Entries for labeling with bounding boxes
╔══

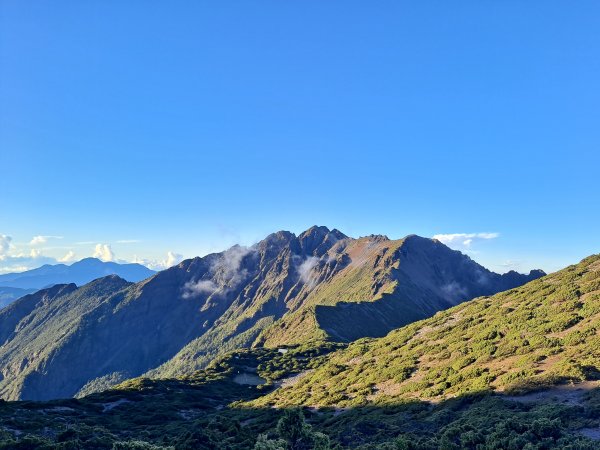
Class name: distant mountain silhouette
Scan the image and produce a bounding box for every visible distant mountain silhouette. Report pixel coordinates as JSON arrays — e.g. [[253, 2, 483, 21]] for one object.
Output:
[[0, 227, 543, 399], [0, 258, 155, 290], [0, 286, 36, 308]]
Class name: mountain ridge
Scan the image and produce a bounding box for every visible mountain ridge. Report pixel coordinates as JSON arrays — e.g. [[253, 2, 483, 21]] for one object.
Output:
[[0, 258, 156, 289], [0, 227, 544, 399]]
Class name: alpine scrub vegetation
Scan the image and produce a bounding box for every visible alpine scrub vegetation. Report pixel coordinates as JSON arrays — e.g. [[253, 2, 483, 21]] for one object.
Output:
[[255, 256, 600, 408]]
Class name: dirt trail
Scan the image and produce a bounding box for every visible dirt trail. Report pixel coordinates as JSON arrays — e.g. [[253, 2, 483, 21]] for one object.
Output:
[[504, 381, 600, 406]]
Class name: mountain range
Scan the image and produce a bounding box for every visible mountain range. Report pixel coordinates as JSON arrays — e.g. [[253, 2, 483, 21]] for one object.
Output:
[[0, 258, 155, 290], [0, 248, 600, 450], [0, 226, 544, 400]]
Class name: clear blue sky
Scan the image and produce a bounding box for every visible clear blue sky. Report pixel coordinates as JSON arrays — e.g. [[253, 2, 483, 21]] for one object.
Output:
[[0, 0, 600, 271]]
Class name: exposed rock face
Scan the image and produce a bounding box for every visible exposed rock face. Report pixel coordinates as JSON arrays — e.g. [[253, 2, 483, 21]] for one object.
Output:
[[0, 227, 540, 399], [0, 258, 155, 289]]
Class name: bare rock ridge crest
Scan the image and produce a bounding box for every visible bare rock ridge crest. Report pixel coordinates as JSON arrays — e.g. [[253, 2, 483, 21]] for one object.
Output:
[[0, 226, 544, 400]]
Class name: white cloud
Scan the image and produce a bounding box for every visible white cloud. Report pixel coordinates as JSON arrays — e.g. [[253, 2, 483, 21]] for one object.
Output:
[[164, 252, 183, 268], [433, 233, 500, 249], [182, 245, 256, 298], [0, 255, 56, 273], [0, 234, 12, 260], [132, 251, 183, 270], [58, 250, 75, 262], [29, 235, 63, 246], [94, 244, 115, 261]]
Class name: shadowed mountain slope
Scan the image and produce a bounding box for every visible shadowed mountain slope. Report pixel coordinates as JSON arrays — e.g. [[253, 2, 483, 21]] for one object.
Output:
[[0, 227, 541, 399], [259, 255, 600, 407]]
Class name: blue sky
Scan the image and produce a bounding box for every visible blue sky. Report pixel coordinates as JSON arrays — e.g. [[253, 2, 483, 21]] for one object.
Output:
[[0, 0, 600, 272]]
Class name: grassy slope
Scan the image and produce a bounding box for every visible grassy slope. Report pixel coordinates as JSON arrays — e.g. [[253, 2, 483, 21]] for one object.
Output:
[[0, 251, 600, 450], [253, 255, 600, 407]]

╚══

### PROMPT
Output the lines from the line containing "Class name: dirt trail" up to and including the line containing "[[504, 381, 600, 406]]" as a JSON list of strings, one string per line, leaving out any blank lines.

### RESPONSE TO THE TASK
[
  "Class name: dirt trail",
  "Scan the image and produce a bounding box for every visible dirt trail. Report pixel coordinates as JSON arrays — e.g. [[253, 2, 483, 21]] for one object.",
  "Output:",
  "[[504, 381, 600, 406]]"
]